* _REQUIRED ACTIONS_
**a)** From the text on becoming a nurse in the UK, quote the passage between "Finding a Specialism" and "avenue at once.", inclusive.
**b)** For each statement below, say yes or no as to whether it agrees with the text on becoming a nurse in the UK, and quote the words of the text that decide it. (i) The NHS is one of the world's biggest employers. (ii) Someone choosing a nursing area should try several at the same time. (iii) Children's nursing tends to be the most popular area.

Start of TEXT BLOCK

Becoming a Nurse in the UK

The NHS is one of Britain’s most treasured assets, and is also one of the world’s biggest employers. It’s no surprise then, that nursing is a very popular vocation indeed in the UK, and there can be quite a lot of competition for jobs. If you’re dead set on healthcare as a career however, then you’ll want to know just how you can effectively pursue a role in the industry. Read on to find out more.


Mental Attributes

Having the right mind set is one of the biggest assets that you can have in this industry, because it’s something that your patients, employers and potential employers will all see. While having good experience is vital, nurses have to have the right personality, and this will take you a very long way indeed. You need to be ready to listen and be empathetic; caring for people is about so much more than just ‘fixing’ their ailments. If you’ve got the right mind set, then you’ll be far more likely to succeed in training, and convince that first interviewer to give you a job.

Finding a Specialism

If you focus your efforts on a particular specialism, it will help you greatly when it comes to job hunting later on, because you’ll be more qualified in a specific role. This NHS personality quiz is a great way of finding out what this might be, if you haven’t already started on your career path. The main areas of nursing are generally adults, children, learning disabilities, and mental health. You should have a look in your local area to see which areas offer the best job opportunities if you’re having trouble deciding which avenue to take. For obvious reasons, children’s nursing tends to be the most popular and therefore the most difficult to get into. Never try more than one avenue at once.

End of TEXT BLOCK
Start of DATA PROVIDED

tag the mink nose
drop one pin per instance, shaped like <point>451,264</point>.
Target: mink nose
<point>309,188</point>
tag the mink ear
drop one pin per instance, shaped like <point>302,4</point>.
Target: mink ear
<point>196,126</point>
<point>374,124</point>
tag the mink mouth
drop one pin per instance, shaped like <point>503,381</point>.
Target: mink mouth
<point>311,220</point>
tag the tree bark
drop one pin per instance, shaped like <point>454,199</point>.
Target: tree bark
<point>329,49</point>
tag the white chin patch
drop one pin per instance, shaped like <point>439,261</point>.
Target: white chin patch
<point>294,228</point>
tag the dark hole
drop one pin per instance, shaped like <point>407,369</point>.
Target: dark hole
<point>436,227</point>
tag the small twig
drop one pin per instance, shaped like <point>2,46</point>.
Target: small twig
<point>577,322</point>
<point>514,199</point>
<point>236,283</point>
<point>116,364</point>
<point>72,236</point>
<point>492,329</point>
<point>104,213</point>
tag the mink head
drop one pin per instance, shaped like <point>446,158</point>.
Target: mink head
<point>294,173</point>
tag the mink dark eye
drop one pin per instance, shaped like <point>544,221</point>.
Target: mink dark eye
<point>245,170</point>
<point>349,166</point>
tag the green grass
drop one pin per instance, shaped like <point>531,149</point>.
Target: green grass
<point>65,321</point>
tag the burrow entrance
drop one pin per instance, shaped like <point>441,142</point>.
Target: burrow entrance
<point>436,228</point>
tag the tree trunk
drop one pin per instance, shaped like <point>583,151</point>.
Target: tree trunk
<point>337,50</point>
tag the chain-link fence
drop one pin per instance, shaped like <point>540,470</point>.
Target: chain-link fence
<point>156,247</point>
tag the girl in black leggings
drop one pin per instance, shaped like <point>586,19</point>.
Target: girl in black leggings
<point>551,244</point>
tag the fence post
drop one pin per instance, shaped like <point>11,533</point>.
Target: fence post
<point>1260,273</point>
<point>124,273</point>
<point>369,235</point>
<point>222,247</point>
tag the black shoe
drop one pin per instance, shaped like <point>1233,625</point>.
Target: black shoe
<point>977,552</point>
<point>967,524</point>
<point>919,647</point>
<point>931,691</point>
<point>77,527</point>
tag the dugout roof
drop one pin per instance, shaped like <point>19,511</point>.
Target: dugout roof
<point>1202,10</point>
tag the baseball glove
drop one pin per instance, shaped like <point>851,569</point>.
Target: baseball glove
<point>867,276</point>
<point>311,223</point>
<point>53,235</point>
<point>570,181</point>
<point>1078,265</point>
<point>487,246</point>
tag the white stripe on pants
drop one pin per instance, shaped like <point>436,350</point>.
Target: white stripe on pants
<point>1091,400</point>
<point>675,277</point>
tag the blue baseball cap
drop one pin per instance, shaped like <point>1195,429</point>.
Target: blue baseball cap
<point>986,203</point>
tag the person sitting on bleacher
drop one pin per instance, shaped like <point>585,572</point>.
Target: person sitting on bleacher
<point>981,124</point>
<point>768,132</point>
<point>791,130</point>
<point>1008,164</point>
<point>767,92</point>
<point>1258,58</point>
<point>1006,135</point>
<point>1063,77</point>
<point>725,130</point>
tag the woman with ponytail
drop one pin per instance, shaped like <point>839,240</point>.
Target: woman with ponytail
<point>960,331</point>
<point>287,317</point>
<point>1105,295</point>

End of DATA PROVIDED

* _RESULTS OF THE TASKS_
**a)**
Finding a Specialism

If you focus your efforts on a particular specialism, it will help you greatly when it comes to job hunting later on, because you’ll be more qualified in a specific role. This NHS personality quiz is a great way of finding out what this might be, if you haven’t already started on your career path. The main areas of nursing are generally adults, children, learning disabilities, and mental health. You should have a look in your local area to see which areas offer the best job opportunities if you’re having trouble deciding which avenue to take. For obvious reasons, children’s nursing tends to be the most popular and therefore the most difficult to get into. Never try more than one avenue at once.

**b)**
(i) Yes: "is also one of the world’s biggest employers"
(ii) No: "Never try more than one avenue at once."
(iii) Yes: "children’s nursing tends to be the most popular and therefore the most difficult to get into"